Position annotation records:
'''
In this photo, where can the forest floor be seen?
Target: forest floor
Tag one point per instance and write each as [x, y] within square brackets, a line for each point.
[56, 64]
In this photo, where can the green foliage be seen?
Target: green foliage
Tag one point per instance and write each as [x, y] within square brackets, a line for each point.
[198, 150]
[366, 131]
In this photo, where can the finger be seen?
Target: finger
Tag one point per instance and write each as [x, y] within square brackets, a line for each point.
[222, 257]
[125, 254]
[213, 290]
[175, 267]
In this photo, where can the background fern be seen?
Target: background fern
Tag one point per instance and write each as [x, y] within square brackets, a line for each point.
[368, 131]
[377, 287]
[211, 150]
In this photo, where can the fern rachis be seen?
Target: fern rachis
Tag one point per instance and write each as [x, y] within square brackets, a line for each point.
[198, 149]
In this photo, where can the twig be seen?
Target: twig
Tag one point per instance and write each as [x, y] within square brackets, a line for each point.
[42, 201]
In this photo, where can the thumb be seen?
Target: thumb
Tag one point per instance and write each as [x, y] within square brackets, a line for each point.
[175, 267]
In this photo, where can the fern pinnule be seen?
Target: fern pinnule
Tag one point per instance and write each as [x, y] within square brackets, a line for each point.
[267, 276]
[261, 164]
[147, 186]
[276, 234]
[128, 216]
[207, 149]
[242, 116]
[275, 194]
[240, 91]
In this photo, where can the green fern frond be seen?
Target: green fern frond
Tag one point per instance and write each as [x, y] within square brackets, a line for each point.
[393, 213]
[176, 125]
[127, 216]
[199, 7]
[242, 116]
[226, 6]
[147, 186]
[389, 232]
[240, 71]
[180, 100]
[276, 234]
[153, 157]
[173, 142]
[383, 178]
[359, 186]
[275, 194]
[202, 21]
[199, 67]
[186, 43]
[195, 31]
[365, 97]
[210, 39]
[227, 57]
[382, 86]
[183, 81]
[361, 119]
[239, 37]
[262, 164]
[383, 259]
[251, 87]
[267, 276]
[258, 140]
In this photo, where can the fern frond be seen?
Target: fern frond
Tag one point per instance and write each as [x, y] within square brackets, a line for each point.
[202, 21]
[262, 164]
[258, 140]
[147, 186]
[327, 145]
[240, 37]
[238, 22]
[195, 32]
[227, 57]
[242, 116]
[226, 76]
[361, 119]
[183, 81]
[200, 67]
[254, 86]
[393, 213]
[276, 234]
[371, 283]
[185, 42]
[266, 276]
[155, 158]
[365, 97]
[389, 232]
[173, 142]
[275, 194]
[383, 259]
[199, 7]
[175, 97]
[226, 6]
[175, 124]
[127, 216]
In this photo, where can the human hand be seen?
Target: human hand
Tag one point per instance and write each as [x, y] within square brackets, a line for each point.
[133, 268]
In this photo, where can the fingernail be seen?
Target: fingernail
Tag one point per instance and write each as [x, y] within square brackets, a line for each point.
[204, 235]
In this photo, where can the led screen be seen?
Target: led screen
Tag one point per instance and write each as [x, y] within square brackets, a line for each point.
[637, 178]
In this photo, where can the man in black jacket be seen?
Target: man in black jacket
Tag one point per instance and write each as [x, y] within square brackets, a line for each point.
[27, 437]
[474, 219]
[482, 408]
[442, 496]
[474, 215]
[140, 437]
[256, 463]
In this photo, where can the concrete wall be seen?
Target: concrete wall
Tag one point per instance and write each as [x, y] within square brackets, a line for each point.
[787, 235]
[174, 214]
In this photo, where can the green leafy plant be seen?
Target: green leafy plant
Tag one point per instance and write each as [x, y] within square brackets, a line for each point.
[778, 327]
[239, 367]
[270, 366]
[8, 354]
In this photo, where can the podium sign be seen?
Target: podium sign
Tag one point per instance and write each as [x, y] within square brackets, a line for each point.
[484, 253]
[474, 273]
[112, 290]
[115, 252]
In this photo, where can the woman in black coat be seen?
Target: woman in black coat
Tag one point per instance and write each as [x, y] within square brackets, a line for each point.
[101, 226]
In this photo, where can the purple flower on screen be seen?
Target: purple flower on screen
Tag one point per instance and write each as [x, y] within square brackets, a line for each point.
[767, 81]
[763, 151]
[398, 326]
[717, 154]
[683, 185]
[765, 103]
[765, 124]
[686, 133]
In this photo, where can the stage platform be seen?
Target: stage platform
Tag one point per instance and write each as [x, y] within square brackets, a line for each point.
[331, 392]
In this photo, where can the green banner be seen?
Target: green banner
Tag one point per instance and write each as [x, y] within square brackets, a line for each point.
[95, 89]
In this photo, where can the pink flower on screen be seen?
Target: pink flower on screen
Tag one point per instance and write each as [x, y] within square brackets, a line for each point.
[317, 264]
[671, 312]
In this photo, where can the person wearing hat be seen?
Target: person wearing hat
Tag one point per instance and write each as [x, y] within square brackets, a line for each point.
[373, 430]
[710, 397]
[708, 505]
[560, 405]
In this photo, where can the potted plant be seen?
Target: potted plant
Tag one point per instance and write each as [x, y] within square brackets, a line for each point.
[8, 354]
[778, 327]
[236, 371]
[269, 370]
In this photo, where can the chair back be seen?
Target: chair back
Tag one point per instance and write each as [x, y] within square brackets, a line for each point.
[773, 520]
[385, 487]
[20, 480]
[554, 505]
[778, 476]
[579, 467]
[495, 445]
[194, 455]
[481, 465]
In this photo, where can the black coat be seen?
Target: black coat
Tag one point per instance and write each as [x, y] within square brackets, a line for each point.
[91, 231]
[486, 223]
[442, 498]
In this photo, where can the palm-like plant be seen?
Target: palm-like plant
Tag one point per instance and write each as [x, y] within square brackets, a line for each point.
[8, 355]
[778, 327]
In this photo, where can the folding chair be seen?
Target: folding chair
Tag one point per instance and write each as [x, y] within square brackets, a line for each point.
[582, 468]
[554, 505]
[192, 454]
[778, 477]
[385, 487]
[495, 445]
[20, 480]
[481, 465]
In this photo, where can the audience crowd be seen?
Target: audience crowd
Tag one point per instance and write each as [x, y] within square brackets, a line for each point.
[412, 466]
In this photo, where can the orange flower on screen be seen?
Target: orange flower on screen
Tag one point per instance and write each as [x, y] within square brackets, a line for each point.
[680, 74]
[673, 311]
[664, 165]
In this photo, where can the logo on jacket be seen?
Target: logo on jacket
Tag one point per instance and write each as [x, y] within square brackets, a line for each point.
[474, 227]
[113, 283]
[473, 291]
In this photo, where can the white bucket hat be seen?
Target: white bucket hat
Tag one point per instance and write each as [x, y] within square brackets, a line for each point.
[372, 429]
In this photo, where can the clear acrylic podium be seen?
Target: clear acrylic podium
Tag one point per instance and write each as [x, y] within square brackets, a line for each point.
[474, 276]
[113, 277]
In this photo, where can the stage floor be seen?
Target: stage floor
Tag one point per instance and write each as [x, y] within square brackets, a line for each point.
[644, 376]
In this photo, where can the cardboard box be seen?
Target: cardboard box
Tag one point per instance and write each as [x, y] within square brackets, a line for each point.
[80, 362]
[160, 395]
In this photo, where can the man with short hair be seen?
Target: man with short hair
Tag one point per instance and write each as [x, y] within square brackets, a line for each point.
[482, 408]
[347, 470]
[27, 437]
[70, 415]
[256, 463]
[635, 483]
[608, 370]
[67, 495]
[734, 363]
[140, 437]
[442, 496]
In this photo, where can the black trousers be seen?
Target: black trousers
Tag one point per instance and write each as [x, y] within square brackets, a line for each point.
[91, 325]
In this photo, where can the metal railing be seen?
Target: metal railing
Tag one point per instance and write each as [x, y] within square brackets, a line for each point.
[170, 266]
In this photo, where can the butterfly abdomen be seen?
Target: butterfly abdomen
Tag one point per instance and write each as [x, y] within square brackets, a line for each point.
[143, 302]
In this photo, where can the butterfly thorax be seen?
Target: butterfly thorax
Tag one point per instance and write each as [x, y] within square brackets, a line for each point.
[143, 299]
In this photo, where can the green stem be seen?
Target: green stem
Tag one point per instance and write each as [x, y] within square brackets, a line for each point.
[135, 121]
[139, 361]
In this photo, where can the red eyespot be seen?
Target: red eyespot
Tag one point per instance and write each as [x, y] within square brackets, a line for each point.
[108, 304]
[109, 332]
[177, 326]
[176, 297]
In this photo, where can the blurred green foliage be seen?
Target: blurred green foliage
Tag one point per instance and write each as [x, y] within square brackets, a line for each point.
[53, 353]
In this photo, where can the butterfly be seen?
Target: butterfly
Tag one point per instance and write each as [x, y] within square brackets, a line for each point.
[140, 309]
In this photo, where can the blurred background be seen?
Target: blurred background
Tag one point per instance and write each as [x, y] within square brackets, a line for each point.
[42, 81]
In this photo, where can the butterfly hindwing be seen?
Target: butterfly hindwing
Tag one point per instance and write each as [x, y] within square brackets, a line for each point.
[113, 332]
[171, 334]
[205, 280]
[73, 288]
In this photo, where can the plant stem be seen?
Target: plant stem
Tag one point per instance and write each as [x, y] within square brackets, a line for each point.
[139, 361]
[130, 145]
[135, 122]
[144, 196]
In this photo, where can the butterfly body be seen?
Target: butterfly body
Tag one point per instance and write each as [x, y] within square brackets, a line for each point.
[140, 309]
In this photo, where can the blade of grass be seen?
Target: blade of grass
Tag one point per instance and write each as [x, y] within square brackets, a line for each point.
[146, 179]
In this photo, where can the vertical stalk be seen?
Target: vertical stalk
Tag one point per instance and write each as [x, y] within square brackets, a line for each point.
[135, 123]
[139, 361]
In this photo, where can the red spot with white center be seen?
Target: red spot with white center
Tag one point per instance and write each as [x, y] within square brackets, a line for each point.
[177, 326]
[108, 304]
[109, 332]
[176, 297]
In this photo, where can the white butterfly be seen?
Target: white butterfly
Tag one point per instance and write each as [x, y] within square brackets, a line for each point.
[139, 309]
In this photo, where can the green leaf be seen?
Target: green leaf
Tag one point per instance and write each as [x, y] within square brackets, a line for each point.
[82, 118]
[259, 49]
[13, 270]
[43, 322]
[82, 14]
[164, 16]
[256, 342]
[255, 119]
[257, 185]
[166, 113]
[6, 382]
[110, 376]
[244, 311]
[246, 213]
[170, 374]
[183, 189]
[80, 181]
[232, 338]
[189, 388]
'''
→ Instructions for the task: Copy the data word for word, starting at the line that contains "In this photo, where can the blade" and continuing through the end of the data.

→ Reply:
In this photo, where can the blade of grass be seen?
Target: blade of grass
Tag one point per instance and write each as [x, y] within square brackets, a line for each point.
[146, 179]
In this photo, where can the vertical stalk be seen?
Target: vertical stalk
Tag one point per instance and write each as [x, y] within square brackets, a line for each point.
[135, 123]
[139, 361]
In this photo, where can the red spot with white center be seen?
Target: red spot with white center
Tag one point per instance and write each as [x, y] within square brackets, a line for each point.
[177, 326]
[108, 304]
[109, 332]
[176, 297]
In this photo, where can the white butterfly be seen?
Target: white butterfly
Tag one point per instance and write each as [x, y] within square brackets, a line for each point.
[139, 309]
In this photo, where can the green leaf be seen?
Target: green leaf
Tag one point per instance and write each as [x, y] within square brackets, a line for each point.
[82, 118]
[259, 49]
[13, 270]
[43, 322]
[82, 14]
[164, 16]
[256, 342]
[255, 119]
[257, 185]
[166, 113]
[6, 382]
[110, 376]
[244, 311]
[246, 213]
[170, 374]
[183, 189]
[80, 181]
[232, 338]
[189, 388]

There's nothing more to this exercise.